TEXT SHOWN:
----

= Exclusive economic zone of Malaysia =

Malaysia claims an exclusive economic zone (EEZ) of 334671 km2 with 200 nmi from its shores. The EEZ includes much of the southern area of the South China Sea. Malaysia has the 29th longest coastline of 4675 km. The coastline comprises two distinct parts of Malaysia. The Peninsular Malaysia's coastline to the west is 2068 km and East Malaysia's coastline is 2607 km. They are separated by the South China Sea. The total land area, including inland bodies of water, of Malaysia is 330803 km2. Peninsular Malaysia borders Thailand in the north, while East Malaysia borders Brunei and Indonesia on the island of Borneo.

== Disputes ==

Territorial claims in the South China Sea. Malaysia's EEZ has a yellow line.

=== Territory ===
Malaysia has territorial disputes in the South China Sea mainly with the People's Republic of China. Malaysia rejects China's nine-dash line claim which covers most of the South China Sea and extends much further than 200 nmi from China's shoreline. The nine-dash line runs through Malaysia's Exclusive Economic Zone in the South China Sea and would reduce Malaysia's EEZ by 2/5th.

----

Named region outline items:
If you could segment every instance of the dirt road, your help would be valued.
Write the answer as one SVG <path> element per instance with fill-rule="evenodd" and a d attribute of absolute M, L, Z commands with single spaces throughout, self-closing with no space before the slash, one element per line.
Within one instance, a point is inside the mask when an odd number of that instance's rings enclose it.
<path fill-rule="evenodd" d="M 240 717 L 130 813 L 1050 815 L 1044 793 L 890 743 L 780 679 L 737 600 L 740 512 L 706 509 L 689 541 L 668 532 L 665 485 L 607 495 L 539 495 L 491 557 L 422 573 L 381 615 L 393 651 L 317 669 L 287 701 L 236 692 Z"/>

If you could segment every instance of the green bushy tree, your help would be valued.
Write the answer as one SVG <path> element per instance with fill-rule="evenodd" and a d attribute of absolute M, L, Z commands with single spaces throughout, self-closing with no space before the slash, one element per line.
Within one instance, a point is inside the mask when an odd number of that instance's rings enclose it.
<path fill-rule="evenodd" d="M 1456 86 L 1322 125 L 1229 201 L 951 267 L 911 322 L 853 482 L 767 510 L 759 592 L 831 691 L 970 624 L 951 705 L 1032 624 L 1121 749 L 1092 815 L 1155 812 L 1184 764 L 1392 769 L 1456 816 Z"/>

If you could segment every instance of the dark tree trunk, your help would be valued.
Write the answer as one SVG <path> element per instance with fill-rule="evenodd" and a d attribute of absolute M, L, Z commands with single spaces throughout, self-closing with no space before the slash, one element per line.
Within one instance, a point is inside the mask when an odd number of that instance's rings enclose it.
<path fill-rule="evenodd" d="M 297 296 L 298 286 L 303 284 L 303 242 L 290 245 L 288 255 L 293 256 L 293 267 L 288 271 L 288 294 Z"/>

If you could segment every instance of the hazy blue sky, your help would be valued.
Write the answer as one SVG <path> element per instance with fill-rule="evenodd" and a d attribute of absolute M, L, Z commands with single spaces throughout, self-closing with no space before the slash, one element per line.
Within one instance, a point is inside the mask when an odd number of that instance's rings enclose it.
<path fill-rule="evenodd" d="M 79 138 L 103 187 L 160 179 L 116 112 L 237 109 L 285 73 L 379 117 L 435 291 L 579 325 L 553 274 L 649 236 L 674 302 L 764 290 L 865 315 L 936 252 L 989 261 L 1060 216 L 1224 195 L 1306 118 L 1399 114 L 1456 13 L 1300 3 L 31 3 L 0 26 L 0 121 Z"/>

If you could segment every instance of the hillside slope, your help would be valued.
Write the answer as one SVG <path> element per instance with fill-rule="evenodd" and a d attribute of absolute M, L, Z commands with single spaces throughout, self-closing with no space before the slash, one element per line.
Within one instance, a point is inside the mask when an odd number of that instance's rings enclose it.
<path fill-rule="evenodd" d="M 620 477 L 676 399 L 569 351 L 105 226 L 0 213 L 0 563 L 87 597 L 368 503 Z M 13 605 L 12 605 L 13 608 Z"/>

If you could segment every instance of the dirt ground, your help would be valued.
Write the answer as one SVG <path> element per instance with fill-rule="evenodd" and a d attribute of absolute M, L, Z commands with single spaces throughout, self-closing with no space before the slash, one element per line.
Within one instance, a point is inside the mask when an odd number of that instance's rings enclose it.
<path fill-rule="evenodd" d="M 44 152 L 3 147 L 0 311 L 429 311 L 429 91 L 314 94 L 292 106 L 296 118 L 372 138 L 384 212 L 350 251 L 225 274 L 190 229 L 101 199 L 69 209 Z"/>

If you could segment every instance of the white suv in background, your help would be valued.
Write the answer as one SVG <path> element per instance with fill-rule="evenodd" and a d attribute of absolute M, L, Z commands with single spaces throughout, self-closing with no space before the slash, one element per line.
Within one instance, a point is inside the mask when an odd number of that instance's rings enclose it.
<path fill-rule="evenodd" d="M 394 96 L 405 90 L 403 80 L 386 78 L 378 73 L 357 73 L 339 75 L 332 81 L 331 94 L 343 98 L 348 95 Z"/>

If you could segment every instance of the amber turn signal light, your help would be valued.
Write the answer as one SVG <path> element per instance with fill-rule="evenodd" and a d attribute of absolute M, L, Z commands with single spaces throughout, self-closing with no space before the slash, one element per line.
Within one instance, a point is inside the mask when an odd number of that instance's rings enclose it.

----

TASK INSTRUCTIONS:
1) Turn the paragraph of the text about Malaysia's economic zone that begins "Malaysia claims an exclusive economic zone" into a bulleted list of its main facts.
2) According to the text about Malaysia's economic zone, by how much would the nine-dash line reduce Malaysia's EEZ?
Draw only on the text about Malaysia's economic zone.

RESPONSES FOR EACH TASK:
1)
- Malaysia claims an exclusive economic zone of 334671 km2, extending 200 nmi from its shores.
- The zone includes much of the southern South China Sea.
- Malaysia has the 29th longest coastline, at 4675 km.
- The coastline has two distinct parts:
  - Peninsular Malaysia, to the west, with 2068 km
  - East Malaysia, with 2607 km
- The South China Sea separates the two parts.
- Malaysia's total land area, including inland bodies of water, is 330803 km2.
- Peninsular Malaysia borders Thailand in the north.
- East Malaysia borders Brunei and Indonesia on the island of Borneo.

2) It would reduce it by 2/5th.